(Entrées de données enregistrées)
==================================================
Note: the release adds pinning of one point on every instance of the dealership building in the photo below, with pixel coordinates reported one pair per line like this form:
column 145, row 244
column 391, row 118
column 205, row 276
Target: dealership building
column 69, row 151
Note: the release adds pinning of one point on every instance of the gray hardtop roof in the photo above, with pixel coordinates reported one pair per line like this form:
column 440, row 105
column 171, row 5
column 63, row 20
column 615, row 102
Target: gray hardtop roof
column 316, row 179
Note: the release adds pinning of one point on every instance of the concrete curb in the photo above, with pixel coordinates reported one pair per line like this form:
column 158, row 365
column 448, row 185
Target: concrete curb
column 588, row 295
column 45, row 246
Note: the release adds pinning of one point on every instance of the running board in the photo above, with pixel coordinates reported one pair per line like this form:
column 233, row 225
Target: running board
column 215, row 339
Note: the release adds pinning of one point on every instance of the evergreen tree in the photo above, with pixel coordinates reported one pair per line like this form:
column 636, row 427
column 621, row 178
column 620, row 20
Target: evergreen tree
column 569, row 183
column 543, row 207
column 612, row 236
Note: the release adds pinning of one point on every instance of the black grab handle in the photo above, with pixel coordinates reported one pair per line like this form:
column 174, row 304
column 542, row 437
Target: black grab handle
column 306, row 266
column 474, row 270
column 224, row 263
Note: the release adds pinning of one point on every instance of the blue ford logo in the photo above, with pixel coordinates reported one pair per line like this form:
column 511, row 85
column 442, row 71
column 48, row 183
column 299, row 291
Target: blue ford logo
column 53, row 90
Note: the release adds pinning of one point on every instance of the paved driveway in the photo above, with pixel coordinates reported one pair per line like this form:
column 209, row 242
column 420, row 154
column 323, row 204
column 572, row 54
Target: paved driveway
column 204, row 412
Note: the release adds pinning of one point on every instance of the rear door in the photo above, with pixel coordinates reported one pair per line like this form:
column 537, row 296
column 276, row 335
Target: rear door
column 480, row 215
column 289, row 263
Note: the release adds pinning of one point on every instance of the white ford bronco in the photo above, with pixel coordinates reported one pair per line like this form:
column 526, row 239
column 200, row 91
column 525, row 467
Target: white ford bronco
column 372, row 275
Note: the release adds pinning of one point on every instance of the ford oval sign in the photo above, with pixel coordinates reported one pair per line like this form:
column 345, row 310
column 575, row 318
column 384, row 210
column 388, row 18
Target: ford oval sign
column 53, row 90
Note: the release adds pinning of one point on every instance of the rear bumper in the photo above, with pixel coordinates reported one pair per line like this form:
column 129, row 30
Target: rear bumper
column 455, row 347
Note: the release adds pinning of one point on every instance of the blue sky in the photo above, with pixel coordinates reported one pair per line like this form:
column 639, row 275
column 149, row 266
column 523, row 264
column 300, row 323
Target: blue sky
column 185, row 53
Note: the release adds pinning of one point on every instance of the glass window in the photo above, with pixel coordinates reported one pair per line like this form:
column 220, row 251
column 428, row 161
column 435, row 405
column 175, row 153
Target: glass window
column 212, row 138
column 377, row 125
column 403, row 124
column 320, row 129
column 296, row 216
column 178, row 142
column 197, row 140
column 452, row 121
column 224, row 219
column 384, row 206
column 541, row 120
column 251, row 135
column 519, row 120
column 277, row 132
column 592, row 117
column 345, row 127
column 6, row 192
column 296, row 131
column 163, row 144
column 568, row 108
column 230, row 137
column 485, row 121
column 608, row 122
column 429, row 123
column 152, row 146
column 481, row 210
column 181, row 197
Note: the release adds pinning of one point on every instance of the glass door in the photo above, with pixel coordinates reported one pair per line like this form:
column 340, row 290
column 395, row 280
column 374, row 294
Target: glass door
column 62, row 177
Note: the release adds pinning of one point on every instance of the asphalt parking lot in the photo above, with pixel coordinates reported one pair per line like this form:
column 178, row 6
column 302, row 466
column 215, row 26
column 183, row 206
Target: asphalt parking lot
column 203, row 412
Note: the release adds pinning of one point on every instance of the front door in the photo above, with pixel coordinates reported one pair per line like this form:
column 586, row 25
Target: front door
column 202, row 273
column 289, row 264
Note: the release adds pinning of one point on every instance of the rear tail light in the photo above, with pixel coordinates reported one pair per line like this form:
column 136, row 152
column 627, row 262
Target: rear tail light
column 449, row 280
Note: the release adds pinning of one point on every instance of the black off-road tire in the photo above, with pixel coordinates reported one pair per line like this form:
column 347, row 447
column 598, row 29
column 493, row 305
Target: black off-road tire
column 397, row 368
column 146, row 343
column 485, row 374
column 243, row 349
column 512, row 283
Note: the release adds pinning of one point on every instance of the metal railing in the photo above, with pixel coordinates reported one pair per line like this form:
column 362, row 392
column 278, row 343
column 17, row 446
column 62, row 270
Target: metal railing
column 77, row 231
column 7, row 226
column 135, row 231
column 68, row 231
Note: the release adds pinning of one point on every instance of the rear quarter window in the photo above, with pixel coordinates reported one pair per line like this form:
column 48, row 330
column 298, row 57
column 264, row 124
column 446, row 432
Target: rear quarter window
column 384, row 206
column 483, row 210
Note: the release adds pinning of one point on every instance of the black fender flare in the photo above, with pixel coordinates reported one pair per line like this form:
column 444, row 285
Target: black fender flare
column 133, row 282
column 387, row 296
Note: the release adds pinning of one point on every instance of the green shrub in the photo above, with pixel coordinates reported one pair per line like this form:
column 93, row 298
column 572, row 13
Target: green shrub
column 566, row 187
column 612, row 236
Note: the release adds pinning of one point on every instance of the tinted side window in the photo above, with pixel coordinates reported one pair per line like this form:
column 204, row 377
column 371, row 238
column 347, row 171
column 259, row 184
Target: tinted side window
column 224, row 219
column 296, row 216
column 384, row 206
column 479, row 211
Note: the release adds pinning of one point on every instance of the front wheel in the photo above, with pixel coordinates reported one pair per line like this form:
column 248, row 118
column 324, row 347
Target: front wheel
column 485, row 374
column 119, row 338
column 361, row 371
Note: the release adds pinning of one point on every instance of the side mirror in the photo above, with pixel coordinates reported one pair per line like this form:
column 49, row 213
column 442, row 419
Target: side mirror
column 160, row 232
==================================================
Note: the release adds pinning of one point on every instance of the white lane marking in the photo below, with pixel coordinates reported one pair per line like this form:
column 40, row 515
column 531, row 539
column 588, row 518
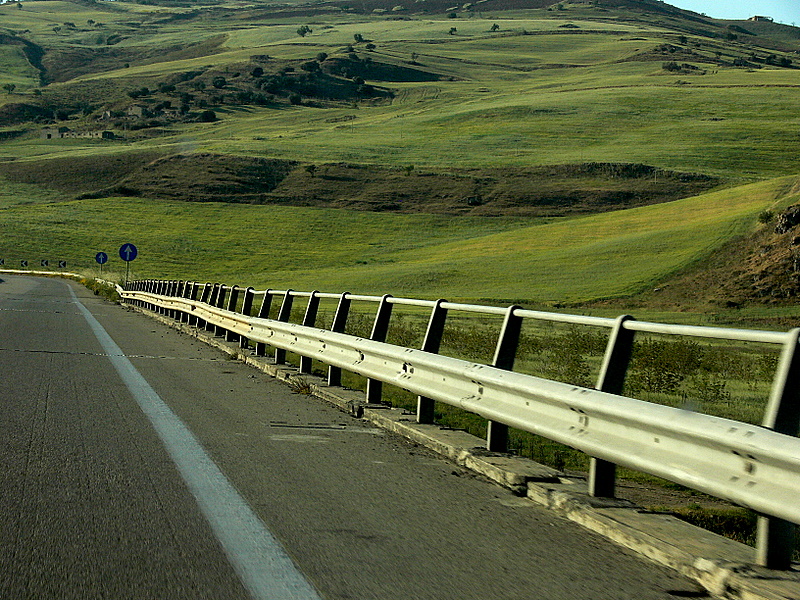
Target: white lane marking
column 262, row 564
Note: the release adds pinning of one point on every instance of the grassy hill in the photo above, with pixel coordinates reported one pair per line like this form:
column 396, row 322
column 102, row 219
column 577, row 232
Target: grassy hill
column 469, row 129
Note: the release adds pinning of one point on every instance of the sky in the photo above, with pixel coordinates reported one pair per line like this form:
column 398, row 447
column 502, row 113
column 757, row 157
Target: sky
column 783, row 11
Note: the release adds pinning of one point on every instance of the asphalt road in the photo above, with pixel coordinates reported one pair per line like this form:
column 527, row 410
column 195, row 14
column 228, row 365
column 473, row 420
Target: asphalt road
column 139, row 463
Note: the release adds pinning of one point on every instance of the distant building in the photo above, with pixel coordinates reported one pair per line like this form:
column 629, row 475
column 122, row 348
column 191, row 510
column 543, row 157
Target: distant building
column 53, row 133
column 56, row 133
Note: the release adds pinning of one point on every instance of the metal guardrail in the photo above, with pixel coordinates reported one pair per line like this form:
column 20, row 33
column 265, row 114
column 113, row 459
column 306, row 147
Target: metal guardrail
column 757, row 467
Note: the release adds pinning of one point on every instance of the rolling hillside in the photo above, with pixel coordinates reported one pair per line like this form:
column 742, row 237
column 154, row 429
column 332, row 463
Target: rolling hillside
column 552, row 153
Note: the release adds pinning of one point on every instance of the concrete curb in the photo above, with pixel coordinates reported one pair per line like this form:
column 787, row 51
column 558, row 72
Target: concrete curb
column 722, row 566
==================================================
Reproduisez à l'identique les lignes des données, en commençant par la ligne qui contient "of the dealership" et en continuant jusqu'à la ligne qui contient "column 69, row 151", ces deux lignes comprises.

RÉPONSE RÉDIGÉE:
Note: the release adds pinning of one point on every instance of the dealership building in the photo below, with pixel coordinates reported one pair per line like this form:
column 145, row 244
column 391, row 118
column 205, row 276
Target: dealership building
column 69, row 151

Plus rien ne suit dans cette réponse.